Short problem:
Rewrite the lines of the data below as a numbered list, from the line containing "Mark the innermost point of each instance of the wooden" through the end of the data, skipping any blank lines. Leave out the pictures.

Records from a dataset
— Start —

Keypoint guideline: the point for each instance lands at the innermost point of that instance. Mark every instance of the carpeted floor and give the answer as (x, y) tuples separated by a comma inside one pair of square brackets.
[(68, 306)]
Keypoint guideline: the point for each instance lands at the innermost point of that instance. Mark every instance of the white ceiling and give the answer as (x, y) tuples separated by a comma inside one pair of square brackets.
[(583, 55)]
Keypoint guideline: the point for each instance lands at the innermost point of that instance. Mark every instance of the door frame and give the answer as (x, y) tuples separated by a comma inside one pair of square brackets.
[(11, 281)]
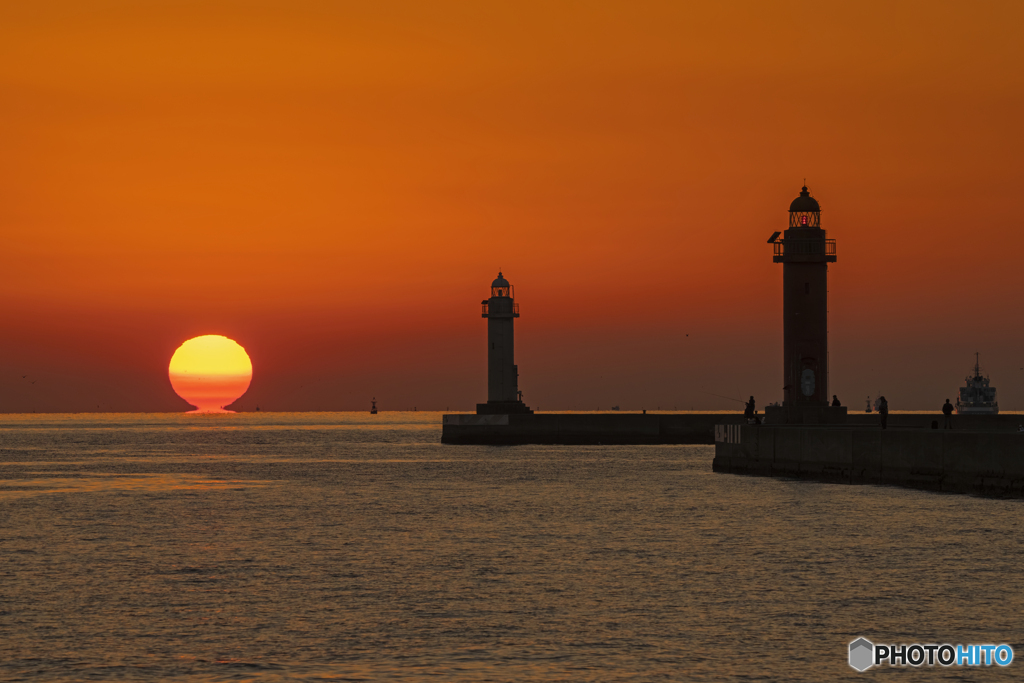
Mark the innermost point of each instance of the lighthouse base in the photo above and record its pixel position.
(503, 408)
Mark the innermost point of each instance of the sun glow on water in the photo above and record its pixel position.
(210, 372)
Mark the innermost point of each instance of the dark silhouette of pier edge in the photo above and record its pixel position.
(806, 438)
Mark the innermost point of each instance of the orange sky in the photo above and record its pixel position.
(335, 187)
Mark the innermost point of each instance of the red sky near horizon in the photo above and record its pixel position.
(335, 187)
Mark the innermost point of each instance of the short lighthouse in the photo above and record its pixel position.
(503, 375)
(805, 253)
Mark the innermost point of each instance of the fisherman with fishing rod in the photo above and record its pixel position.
(750, 408)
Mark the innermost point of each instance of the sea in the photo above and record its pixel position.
(351, 547)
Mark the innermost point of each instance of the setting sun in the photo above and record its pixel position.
(210, 372)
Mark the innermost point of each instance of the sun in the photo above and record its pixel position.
(210, 372)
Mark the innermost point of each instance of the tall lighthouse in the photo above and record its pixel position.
(805, 253)
(503, 375)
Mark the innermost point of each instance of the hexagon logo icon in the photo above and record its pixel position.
(861, 654)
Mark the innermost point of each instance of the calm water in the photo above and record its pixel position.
(357, 548)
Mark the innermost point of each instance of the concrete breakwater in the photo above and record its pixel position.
(635, 428)
(585, 428)
(988, 462)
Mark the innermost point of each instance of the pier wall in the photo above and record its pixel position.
(621, 428)
(584, 428)
(988, 463)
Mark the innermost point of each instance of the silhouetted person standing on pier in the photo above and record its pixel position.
(947, 415)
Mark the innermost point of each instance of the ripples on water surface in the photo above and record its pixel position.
(353, 547)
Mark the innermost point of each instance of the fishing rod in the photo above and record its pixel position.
(738, 400)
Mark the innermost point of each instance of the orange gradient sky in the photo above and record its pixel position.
(334, 186)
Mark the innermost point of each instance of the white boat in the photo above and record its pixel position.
(977, 397)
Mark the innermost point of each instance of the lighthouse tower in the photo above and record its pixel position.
(805, 253)
(503, 375)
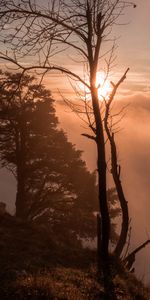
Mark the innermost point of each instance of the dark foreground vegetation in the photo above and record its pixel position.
(36, 266)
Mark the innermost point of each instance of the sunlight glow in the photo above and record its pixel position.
(104, 86)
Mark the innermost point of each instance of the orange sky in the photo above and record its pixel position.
(134, 139)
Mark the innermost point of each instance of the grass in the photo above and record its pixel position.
(34, 266)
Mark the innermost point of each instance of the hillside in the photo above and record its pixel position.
(35, 266)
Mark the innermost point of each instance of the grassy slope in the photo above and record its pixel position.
(33, 266)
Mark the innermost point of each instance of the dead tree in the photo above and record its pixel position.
(115, 170)
(45, 33)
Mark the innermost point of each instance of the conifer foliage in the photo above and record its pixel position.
(53, 183)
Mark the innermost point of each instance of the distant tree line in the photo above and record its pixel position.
(54, 186)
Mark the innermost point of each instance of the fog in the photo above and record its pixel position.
(133, 142)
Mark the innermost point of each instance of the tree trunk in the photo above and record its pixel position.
(123, 203)
(101, 167)
(20, 158)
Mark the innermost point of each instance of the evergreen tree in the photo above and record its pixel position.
(53, 183)
(54, 186)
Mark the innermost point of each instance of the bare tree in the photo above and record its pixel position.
(45, 33)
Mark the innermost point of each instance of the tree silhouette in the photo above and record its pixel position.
(45, 32)
(53, 183)
(54, 186)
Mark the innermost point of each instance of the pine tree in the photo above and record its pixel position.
(54, 186)
(53, 183)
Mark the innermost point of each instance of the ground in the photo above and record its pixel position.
(33, 265)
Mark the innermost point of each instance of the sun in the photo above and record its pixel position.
(104, 86)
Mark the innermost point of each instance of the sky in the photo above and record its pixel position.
(133, 140)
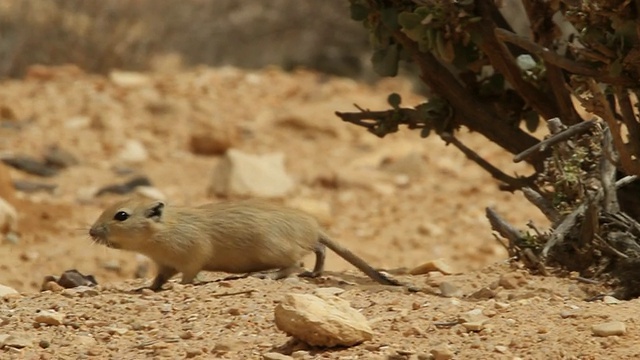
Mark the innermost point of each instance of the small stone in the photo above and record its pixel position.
(448, 289)
(85, 341)
(501, 349)
(49, 317)
(610, 300)
(512, 280)
(609, 329)
(322, 322)
(328, 291)
(129, 79)
(474, 325)
(442, 352)
(275, 356)
(192, 352)
(213, 139)
(321, 210)
(133, 151)
(17, 341)
(59, 157)
(6, 290)
(433, 265)
(8, 217)
(474, 315)
(51, 286)
(251, 175)
(483, 293)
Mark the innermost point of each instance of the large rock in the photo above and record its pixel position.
(251, 175)
(328, 321)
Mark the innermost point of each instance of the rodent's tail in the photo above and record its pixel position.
(358, 262)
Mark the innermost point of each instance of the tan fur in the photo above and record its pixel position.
(233, 237)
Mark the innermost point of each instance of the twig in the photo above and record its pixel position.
(550, 56)
(503, 62)
(502, 227)
(608, 174)
(243, 292)
(611, 248)
(514, 183)
(541, 203)
(578, 128)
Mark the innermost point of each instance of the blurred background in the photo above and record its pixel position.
(167, 34)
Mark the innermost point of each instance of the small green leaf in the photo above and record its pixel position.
(389, 17)
(359, 12)
(531, 120)
(394, 100)
(385, 61)
(409, 20)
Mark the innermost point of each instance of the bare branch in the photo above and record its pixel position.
(554, 139)
(552, 57)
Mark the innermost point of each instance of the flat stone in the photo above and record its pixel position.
(609, 328)
(49, 317)
(328, 321)
(433, 265)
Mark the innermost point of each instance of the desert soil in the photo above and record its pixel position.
(398, 202)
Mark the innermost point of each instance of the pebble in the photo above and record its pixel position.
(328, 291)
(442, 352)
(512, 280)
(610, 300)
(328, 321)
(245, 174)
(609, 329)
(6, 290)
(133, 151)
(275, 356)
(49, 317)
(433, 265)
(17, 341)
(448, 289)
(474, 325)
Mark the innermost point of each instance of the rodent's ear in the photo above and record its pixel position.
(155, 211)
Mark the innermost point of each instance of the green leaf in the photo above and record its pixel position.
(359, 12)
(409, 20)
(385, 61)
(425, 132)
(394, 100)
(389, 17)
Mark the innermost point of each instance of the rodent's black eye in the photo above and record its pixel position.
(121, 216)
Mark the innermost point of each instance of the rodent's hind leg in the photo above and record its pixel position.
(164, 274)
(320, 251)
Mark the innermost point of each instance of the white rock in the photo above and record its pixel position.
(8, 217)
(133, 151)
(6, 290)
(609, 328)
(49, 317)
(128, 79)
(251, 175)
(321, 210)
(322, 322)
(276, 356)
(328, 291)
(442, 352)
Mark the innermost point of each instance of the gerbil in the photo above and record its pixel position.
(234, 237)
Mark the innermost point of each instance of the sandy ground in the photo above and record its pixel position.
(398, 202)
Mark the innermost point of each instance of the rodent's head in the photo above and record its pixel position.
(128, 224)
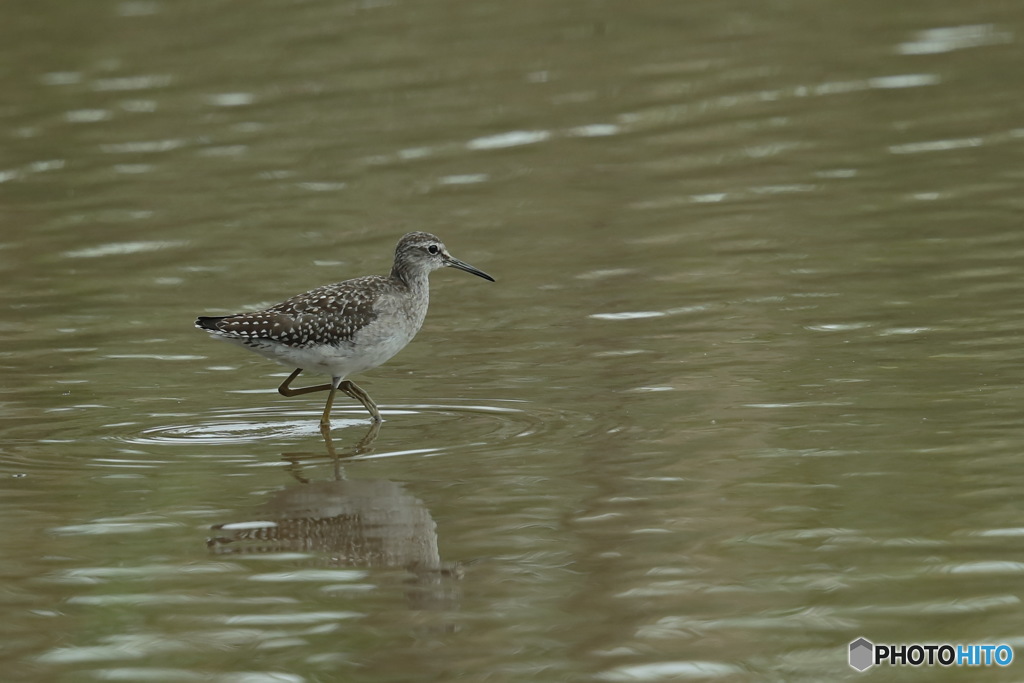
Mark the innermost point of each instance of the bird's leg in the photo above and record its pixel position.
(326, 418)
(286, 390)
(352, 389)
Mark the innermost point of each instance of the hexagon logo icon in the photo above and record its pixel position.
(861, 653)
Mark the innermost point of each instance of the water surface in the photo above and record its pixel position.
(748, 386)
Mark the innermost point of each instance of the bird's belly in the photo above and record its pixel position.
(369, 348)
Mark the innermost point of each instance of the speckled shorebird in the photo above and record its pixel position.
(346, 328)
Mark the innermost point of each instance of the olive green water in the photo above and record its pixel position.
(748, 386)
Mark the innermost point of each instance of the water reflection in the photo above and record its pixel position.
(363, 523)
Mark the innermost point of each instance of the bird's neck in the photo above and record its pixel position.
(416, 280)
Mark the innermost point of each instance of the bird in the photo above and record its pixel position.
(346, 328)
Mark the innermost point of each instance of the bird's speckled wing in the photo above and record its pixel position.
(327, 314)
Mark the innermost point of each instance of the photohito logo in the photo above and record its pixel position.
(864, 654)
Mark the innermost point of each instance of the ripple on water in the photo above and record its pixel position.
(476, 424)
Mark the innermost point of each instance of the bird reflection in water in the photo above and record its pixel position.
(372, 523)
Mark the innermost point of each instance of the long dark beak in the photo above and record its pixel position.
(462, 265)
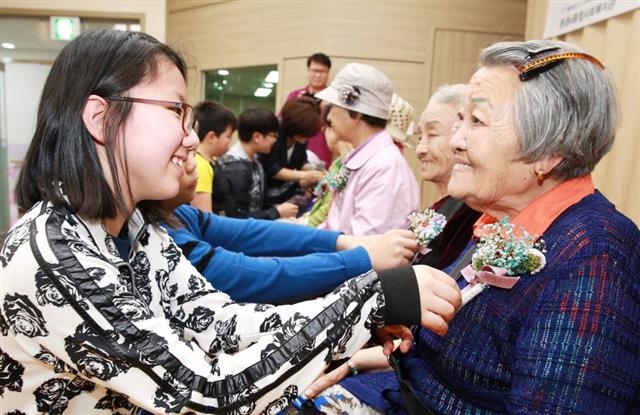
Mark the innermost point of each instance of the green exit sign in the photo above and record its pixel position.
(64, 27)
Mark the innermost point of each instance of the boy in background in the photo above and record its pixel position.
(216, 124)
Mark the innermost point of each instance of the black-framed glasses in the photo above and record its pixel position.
(184, 110)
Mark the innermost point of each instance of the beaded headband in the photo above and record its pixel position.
(534, 67)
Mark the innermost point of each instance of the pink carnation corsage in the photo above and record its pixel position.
(501, 257)
(427, 226)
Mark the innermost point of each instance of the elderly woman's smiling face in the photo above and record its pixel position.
(487, 173)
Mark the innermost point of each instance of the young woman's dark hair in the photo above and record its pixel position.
(213, 116)
(256, 119)
(300, 116)
(62, 161)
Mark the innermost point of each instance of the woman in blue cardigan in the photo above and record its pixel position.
(275, 262)
(539, 116)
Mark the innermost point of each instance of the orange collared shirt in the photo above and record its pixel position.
(539, 214)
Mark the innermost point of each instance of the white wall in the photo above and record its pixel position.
(22, 87)
(153, 11)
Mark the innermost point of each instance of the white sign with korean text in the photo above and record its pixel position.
(568, 15)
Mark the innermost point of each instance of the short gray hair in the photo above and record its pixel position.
(450, 94)
(568, 111)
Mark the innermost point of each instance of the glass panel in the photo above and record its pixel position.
(240, 88)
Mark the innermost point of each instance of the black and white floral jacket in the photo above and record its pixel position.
(83, 332)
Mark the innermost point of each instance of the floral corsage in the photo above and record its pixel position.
(427, 226)
(336, 179)
(501, 257)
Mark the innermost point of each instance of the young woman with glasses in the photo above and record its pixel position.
(100, 311)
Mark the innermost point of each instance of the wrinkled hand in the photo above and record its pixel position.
(440, 298)
(287, 210)
(392, 249)
(393, 336)
(365, 360)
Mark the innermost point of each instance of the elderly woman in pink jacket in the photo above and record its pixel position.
(377, 189)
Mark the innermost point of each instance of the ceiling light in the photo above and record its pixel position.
(272, 77)
(262, 92)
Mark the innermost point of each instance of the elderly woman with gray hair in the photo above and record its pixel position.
(563, 337)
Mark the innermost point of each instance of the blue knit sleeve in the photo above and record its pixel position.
(208, 240)
(279, 280)
(257, 237)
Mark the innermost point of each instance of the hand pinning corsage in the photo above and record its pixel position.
(427, 226)
(335, 180)
(501, 257)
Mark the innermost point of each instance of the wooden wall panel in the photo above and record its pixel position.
(615, 42)
(417, 44)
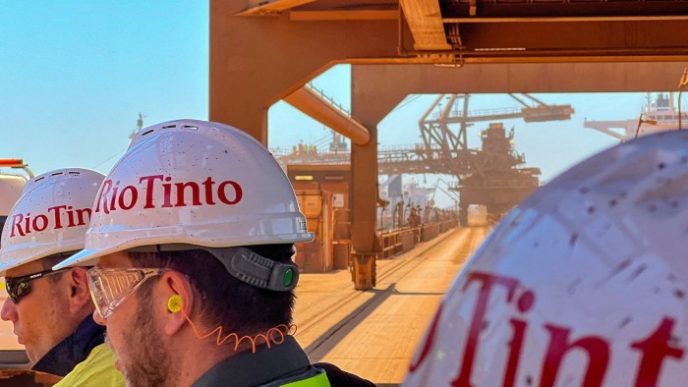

— End —

Written reply:
1. Mark the innermost point of each instance of the wooden wall panel in the photo above and record its pixel position.
2. (615, 42)
3. (417, 44)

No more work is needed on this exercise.